Passage provided:
• • • • •
Our foster homes are the backbone of our organization. Without fosters, we would be unable to save these animals in need. We do not feel financial concerns of our foster should be an obstacle to savings lives, so we work hard to support our fosters in the same way they support us and these deserving pets.
4) What if I get attached to my fosters? I don’t know if I will be able to let go…
A. Of course you will get attached to your fosters! You will find that you love each and every one of them, and that’s what will make you a great foster. Many people say to us that they “love animals too much” to let them go, but letting them go is actually the best gift you can give, to both yourself, the animals and the adoptive families. It’s because of our love for each of these little souls, and our desire to save so many lives, that we are able to act so selflessly, even when it hurts a little. These animals deserve their own homes where they are the center of someone’s life and we know we can save far more animals by letting them go, than by holding on to them.
Once you see the adoptive family, the excitement on their faces and the love in their hearts, you will know the true gift of fostering. We have found that by changing so little, just by hosting a new little face in your home for a short time, you really change so much. It’s a gift of life and love and a lesson in selflessness. We cannot say it won’t be hard. The first one is always the hardest to let go. But we can and will quickly distract you with another adorable pup or kitty, just as much in need of your snuggles! And to be honest, in our many years of rescue work, we have yet to have someone stop fostering because it was too hard on their heart. In fact, many cannot stop fostering because it just feels too good!
5) I have kids. Can I still foster? Will it be hard on them?
A. We have many fosters who have children and we have found that they love the experience! It’s such a great opportunity for your kids to learn many powerful life lessons about the joys of volunteering, the act of selflessness, and the value in every life, not to mention responsible pet ownership. The kids seem to accept and adjust to the temporary nature of fostering better than the adults! And they are always excited to meet the next foster!
For our homes fostering dogs, we do ask that for the safety of both the dogs and the children that the children are over the age of 5 years. For families with kids under the age of 5 years, we welcome you to foster our cats, kittens, or small animals. Otherwise, we would still love to have you on board as volunteers in other avenues of the rescue. We have many fun ways for people of all ages to get involved with animal rescue.
Never underestimate the abilities of your children! They surprise us every day with their strength and giving nature.
6) Do you require a fenced-in yard? Do you require I own my own home?
• • • • •
Given request 1: Copy the listing verbatim from the line containing "instance of grassy" through the line containing "101,199,496,329", including both of those lines.
The foster care FAQ and the listing are unrelated to each other.

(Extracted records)
• • • • •
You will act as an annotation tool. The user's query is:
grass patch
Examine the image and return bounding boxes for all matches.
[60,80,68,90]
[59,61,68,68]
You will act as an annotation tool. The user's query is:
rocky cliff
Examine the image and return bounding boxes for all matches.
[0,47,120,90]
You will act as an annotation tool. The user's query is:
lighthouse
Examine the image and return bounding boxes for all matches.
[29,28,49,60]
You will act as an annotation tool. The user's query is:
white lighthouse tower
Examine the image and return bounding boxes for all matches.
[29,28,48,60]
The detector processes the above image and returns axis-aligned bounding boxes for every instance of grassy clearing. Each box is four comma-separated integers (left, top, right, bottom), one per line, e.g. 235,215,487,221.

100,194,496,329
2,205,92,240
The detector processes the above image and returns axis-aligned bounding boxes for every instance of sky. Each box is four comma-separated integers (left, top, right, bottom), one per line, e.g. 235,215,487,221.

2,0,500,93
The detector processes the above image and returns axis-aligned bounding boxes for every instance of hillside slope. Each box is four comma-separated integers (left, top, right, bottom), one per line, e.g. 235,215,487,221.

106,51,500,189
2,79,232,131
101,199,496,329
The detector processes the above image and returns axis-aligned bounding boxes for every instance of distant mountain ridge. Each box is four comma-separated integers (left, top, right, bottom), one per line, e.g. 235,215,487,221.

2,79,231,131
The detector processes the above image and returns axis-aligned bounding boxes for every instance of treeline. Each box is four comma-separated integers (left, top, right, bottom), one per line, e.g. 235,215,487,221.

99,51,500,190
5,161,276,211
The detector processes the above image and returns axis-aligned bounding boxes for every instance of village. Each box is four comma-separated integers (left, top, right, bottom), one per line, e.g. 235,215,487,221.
• • • • •
Given request 2: Continue the foster care FAQ from where it stops.

Answer 1:
The detector processes the above image and returns axis-aligned bounding boxes for every instance of grassy clearing. Each box is four comma-separated integers (left, top, right, bottom), one per line, e.g. 235,215,487,221.

100,194,496,329
2,205,92,240
The detector processes the above image and returns axis-aligned bounding boxes for every instance of sky. Each box is four comma-separated integers (left, top, right, bottom), one per line, e.g. 235,215,487,221.

2,0,500,93
The detector processes the above image and returns axis-aligned bounding boxes for every instance of hillside slope. Each box is four comma-separated integers (left, top, right, bottom), one per line, e.g. 235,215,487,221.

106,51,500,189
2,79,232,131
101,199,496,329

Answer 2:
A. No. All we require is your landlord’s consent, if you rent. Some lower-energy lap dogs or escape artists are often well suited for apartment and condo living, whereas some higher-energy dogs or dogs that are big talkers are more suited for a home environment with a fenced yard. Either way, we will work to match a foster animal to your needs, given your abilities and environment. We assess all our dogs and then make the best matches possible based on that particular animal’s needs and the needs of our fosters. Keep in mind that one of the lessons we work to teach all our dogs is how to walk properly on a leash, so as long as you are willing to walk your foster doggie a bit each day, things will work well no matter your particular living situation. And we will give you all the skill you need to help these pups learn their leash manners.
7) But I work full-time. Can I still foster?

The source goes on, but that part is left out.